Selected passage:
────────────────

Their bosses have not been so fortunate, however. QS partners and directors managed a depressingly small pay rise of 2%, with their building surveying counterparts faring even worse at 1%. Associates' pay in these firms rose 2.9% and 3.8% respectively.
The message for architects this year is do not expect too much. On average, partners' and directors' pay went up 1.6%, experienced architects' pay rose 2.2%, and part II-qualified architectural assistants received pay awards of 2.5%. In last year's salary guide, these three groups received pay boosts of 2.5%, 8.1% and 7.1% respectively. Only associates and newly qualified architects broke the 3% barrier.
For senior architects, the best way to a decent pay hike is specialisation. Senior interior designers' salaries rose 5.3% and senior space planners' pay jumped 6.7%.
Technicians – especially those with CAD experience – are still in short supply. Junior technicians with very little experience earned 6.3% on top of the 6.5% boost reported in last year's guide. Demand is strongest in London, where junior technicians' wages rose a staggering 14.2%. Technicians with a little more experience – 24-year-olds, say – also did well, picking up average pay rises of 5.6%.

────────────────

Given request 1:
Answer these from the salary passage:
(a) What pay rise did QS partners and directors receive?
(b) By how much did senior space planners' pay rise?
(c) In which city was demand for junior technicians strongest, and how much did their wages rise there?
Given request 2: Recast the paragraph of the salary passage that begins "The message for architects" as a short list, keeping its main figures.
Given request 3: What evidence does the salary passage give that specialisation is the best way for senior architects to win a decent pay rise? Answer in one to three sentences.
The lines that come after this play no part in the work here.

Source material:
────────────────

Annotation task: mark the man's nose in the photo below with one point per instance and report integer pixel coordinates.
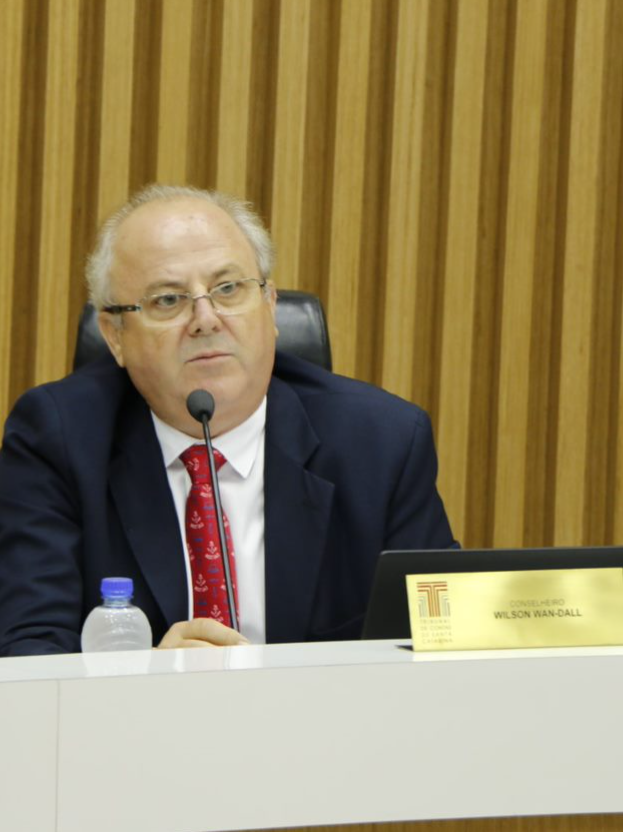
(203, 315)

────────────────

Complete answer 1:
(a) 2%
(b) 6.7%
(c) London, where their wages rose 14.2%

Complete answer 2:
- Architects should not expect too much this year.
- Partners and directors: up 1.6% (2.5% in last year's guide)
- Experienced architects: up 2.2% (8.1% last year)
- Part II-qualified architectural assistants: up 2.5% (7.1% last year)
- Only associates and newly qualified architects rose above 3%.

Complete answer 3: The salary passage points to specialist roles that outpaced general architects' pay. Senior interior designers' salaries rose 5.3%, and senior space planners' pay rose 6.7%.